• Prompt
Restate the listing that follows word for word, without its pictures.

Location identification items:
□ □ □ □ □

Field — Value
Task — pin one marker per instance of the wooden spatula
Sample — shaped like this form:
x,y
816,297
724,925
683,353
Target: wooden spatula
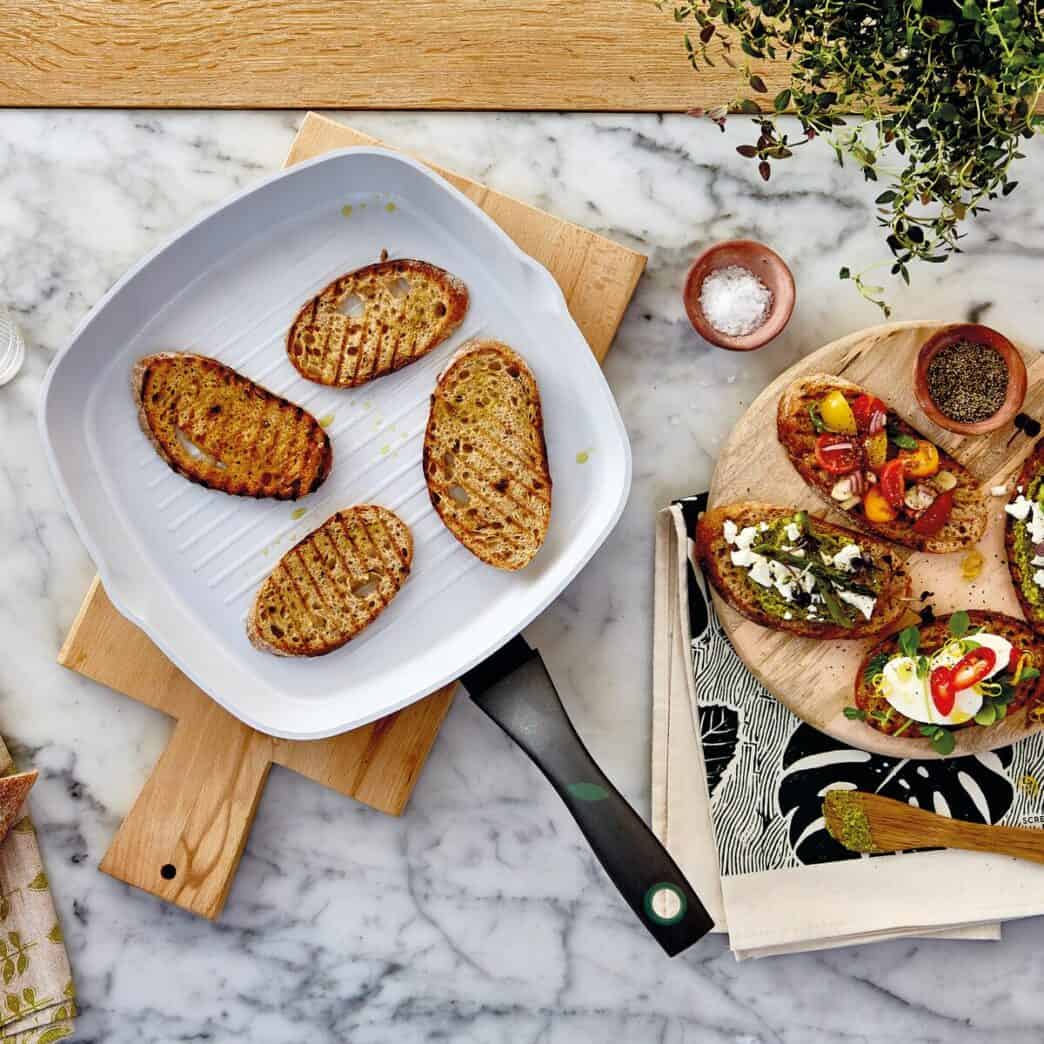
x,y
869,823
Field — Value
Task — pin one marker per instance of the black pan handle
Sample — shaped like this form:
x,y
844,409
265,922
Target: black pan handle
x,y
513,687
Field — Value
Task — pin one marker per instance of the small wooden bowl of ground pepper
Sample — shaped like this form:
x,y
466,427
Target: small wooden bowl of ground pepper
x,y
970,379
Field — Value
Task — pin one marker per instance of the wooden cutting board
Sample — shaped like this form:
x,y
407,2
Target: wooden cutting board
x,y
815,679
585,54
186,832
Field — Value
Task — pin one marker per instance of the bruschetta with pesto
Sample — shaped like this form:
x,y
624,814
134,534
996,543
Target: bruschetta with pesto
x,y
792,571
967,670
1024,538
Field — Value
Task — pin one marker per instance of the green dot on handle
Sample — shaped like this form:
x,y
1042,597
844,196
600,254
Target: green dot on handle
x,y
588,791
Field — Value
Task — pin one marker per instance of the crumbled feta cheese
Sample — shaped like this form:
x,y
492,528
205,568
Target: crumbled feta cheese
x,y
745,537
1030,513
863,602
845,558
1019,508
783,579
761,572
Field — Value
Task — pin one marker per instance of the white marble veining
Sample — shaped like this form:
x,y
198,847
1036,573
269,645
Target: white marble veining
x,y
479,916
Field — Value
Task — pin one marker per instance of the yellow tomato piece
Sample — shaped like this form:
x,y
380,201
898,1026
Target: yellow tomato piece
x,y
877,450
876,507
837,413
971,565
923,461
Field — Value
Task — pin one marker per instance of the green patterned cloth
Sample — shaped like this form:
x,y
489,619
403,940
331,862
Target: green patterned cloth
x,y
37,1003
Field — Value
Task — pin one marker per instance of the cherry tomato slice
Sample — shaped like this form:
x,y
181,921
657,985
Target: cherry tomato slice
x,y
936,516
972,668
870,413
893,483
1013,660
943,694
836,453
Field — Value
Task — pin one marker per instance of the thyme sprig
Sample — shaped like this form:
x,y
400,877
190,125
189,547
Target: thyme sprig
x,y
951,86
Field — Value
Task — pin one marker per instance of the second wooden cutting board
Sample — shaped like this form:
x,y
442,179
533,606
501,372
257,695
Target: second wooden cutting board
x,y
183,838
815,679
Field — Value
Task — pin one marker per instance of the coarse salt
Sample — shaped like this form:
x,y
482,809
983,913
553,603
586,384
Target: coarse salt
x,y
734,301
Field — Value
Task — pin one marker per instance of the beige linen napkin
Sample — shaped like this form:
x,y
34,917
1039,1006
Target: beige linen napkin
x,y
37,1000
725,803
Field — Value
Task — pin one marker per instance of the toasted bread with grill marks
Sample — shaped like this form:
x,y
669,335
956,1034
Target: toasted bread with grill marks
x,y
375,321
484,457
1028,694
14,790
967,521
333,584
734,585
221,430
1031,469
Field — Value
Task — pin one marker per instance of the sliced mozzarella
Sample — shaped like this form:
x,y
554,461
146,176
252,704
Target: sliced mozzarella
x,y
967,704
904,690
1002,648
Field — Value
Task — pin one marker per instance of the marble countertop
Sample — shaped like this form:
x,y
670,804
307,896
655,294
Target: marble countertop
x,y
480,915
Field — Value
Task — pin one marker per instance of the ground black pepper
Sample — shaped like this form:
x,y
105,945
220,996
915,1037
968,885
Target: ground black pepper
x,y
968,381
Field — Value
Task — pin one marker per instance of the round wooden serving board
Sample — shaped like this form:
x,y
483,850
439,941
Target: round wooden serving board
x,y
815,679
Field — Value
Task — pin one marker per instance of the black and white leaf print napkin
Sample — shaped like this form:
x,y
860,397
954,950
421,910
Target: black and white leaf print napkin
x,y
738,783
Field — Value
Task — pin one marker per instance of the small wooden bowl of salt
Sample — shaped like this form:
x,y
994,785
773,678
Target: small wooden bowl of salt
x,y
739,294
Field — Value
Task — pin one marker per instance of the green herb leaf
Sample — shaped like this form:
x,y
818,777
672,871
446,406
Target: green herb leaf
x,y
901,440
942,740
874,666
959,623
987,714
909,641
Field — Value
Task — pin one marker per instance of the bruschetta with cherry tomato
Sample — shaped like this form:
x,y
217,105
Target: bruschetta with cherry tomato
x,y
864,459
967,670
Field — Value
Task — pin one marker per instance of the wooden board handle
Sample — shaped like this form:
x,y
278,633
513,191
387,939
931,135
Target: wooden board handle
x,y
186,832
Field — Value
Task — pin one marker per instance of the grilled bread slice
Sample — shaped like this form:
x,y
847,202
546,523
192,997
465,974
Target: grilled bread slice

□ □ □ □ □

• Exercise solution
Field — Value
Task — pin one marker per instance of the wooden spatula
Sample — shaped like this form:
x,y
816,297
724,925
683,353
Target: wooden spatula
x,y
869,823
Field — Value
Task — pin one marker per instance of the black pan handle
Sample — shaped like this form:
x,y
844,409
265,922
Target: black pan handle
x,y
513,687
Field — Value
Task — pin one marker per instance of the small wooden bowl of ground pepper
Sample — shaped like this form:
x,y
466,427
Target: small wooden bowl of ground pepper
x,y
970,379
Field — Value
Task — pin one marker per instance of the wooden cutting board
Sample — shaped like this form:
x,y
407,2
Target: wooden cutting board
x,y
815,679
585,54
186,832
Field — Value
Task — pin one marker per instance of the bruschetta with pesto
Sample — shaped like this form:
x,y
624,814
134,534
996,543
Target: bruschetta with pesto
x,y
792,571
967,670
1024,538
Field — Value
Task — pin one marker per instance of the green dot on handle
Sample — shaped like this form:
x,y
1042,597
844,196
600,254
Target: green dot on handle
x,y
588,791
Field — Value
Task — pin one marker per instance of the crumbled feta cheese
Sample — shaped like this form:
x,y
492,528
205,568
Target: crumbled feta cheese
x,y
745,537
1030,513
863,602
845,558
1019,508
783,579
761,572
Field — Value
Task — pin one marker per instance of the white marble veining
Sample — shaped like this form:
x,y
198,847
1036,573
269,645
Target: white marble veining
x,y
479,916
Field — Value
Task — pin one marker per instance of the yellow tomato piece
Sample — shaped like this form:
x,y
380,201
898,1026
Target: yellow tomato piece
x,y
877,450
876,507
837,413
971,565
923,461
Field — Value
Task — pin one marker per instance of the green patterned cloth
Sample — shaped like this form:
x,y
489,619
403,940
331,862
Target: green patterned cloth
x,y
37,1003
Field — Value
Task — pin one marker per instance of the cherry tomato slice
Sample — shaped like this form:
x,y
181,921
657,985
Target: cherry tomato slice
x,y
936,516
972,668
870,413
893,483
1013,660
943,694
836,453
Field — Value
Task — pin one marker per instance of the thyme sprig
Sample — shaped like this form:
x,y
400,877
190,125
189,547
Target: thyme sprig
x,y
951,86
Field — Value
Task — pin one marker per instance of the second wooden cutting board
Sample — shaped like this form:
x,y
442,179
533,606
501,372
257,695
Target: second wooden cutting board
x,y
183,838
815,679
Field — Value
Task — pin one marker per instance of the coarse salt
Sample — shaped like this form:
x,y
482,809
983,913
553,603
586,384
Target: coarse salt
x,y
734,301
Field — Value
Task — pin one marker per instance of the beige linen napkin
Sample — shaped like this form:
x,y
34,917
1039,1006
Target: beige linen napkin
x,y
37,1000
725,803
Field — Value
Task — pin one marker per instance of the toasted bread with grill marks
Sample — shaped like this form:
x,y
669,335
956,1034
Target: toasted bread with grill marks
x,y
375,321
484,457
1028,694
14,790
967,521
333,584
734,585
221,430
1031,469
Field — Value
Task — pin one marker per instance of the sliced mozzarella
Sample — shaped like this form:
x,y
554,461
146,176
252,704
Target: sliced mozzarella
x,y
967,704
904,690
1002,648
Field — Value
Task — pin one marker per instance of the marble countertop
Sample — shaped like this form:
x,y
670,804
307,896
655,294
Target: marble countertop
x,y
480,915
Field — Value
Task — pin one marker per instance of the ground black pepper
Sample — shaped like this form:
x,y
105,945
220,996
915,1037
968,885
Target: ground black pepper
x,y
968,381
Field — Value
Task — pin one marker per instance of the round wooden serving board
Sample — shaped like this form:
x,y
483,850
439,941
Target: round wooden serving board
x,y
815,679
Field — Value
Task — pin one marker per instance of the black and white leaf print napkin
Sample — shaped like this form:
x,y
860,397
954,950
421,910
Target: black and white leaf print napkin
x,y
738,783
Field — Value
Task — pin one marker per instance of the small wooden bowl of salt
Sample — shaped like this form:
x,y
994,785
773,678
Target: small wooden bowl of salt
x,y
739,294
Field — Value
Task — pin one marker per instance of the green herb leaf
Sample — shaped like this form:
x,y
818,777
672,871
446,406
Target: green herb leaf
x,y
901,440
942,740
874,666
959,623
987,714
909,641
Field — Value
Task — pin one marker per instance of the bruschetta with cherry tomato
Sample — shaped like this form:
x,y
217,105
Target: bruschetta with cherry tomato
x,y
864,459
967,670
Field — Value
Task — pin one marker per instance of the wooden board handle
Sample — shaped like this form:
x,y
278,633
513,191
387,939
931,135
Target: wooden board handle
x,y
186,832
Field — Value
Task — pin one marker per instance of the grilled bread slice
Sample — shaped like this form:
x,y
847,202
546,523
192,997
465,974
Target: grilled bread slice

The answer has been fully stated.